**Request**
Reproduce everything from the line containing "Task: locate the chimney." down to the end of the material, requests included, and offset every coordinate in the answers by -64.

Records from a point-labeling set

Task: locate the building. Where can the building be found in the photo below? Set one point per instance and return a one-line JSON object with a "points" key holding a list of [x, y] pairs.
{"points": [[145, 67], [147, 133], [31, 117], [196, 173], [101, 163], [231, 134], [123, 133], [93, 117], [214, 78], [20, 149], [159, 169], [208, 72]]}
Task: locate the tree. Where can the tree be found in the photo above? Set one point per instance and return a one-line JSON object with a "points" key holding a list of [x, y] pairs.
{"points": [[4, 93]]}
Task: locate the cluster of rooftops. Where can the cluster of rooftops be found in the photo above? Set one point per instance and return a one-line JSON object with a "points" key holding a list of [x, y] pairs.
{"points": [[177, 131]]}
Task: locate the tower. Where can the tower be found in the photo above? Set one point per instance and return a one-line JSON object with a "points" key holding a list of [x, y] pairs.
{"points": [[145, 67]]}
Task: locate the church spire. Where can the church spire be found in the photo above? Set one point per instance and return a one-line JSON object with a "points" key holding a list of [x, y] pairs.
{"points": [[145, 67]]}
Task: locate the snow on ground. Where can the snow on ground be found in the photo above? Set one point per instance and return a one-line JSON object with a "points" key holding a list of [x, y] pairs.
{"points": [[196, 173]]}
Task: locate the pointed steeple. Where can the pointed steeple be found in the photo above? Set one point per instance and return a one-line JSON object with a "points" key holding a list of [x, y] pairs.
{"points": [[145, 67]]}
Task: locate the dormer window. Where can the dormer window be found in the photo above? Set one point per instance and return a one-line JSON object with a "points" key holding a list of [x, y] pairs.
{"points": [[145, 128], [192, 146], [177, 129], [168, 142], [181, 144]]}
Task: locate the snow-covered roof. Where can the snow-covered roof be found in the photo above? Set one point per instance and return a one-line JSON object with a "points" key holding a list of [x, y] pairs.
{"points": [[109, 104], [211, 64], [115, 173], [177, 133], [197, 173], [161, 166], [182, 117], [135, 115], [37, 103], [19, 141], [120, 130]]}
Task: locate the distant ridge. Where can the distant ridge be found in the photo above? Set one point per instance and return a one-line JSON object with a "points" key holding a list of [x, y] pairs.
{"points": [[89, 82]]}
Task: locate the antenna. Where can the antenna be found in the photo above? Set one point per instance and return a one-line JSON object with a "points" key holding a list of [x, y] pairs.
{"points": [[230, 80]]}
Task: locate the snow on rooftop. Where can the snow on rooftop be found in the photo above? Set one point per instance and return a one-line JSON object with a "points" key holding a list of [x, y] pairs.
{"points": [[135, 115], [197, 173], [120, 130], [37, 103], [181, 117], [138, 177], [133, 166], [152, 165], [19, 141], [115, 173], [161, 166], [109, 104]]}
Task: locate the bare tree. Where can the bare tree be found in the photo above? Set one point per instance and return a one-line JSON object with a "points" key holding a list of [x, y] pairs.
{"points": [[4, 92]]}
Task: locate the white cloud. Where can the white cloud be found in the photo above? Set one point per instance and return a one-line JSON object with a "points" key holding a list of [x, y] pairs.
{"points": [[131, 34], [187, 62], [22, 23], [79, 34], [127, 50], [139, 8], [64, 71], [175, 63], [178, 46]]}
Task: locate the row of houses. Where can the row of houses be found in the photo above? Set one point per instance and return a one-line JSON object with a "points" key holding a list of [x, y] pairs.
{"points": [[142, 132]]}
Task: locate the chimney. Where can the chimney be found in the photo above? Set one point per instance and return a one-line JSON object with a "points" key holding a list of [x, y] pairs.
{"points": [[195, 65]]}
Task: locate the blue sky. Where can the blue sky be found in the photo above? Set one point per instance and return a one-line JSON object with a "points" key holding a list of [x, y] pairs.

**Answer to this exercise**
Task: locate the chimney. Where can the chimney be found in the photo above? Set one point per instance and return a one-line JSON object with a "points" key holding a list of [x, y] pairs.
{"points": [[131, 1]]}
Task: locate the blue sky. Where can the blue sky be found in the photo above? Set one point per instance and return a one-line JSON object with a "points" key holding a list of [x, y] pairs.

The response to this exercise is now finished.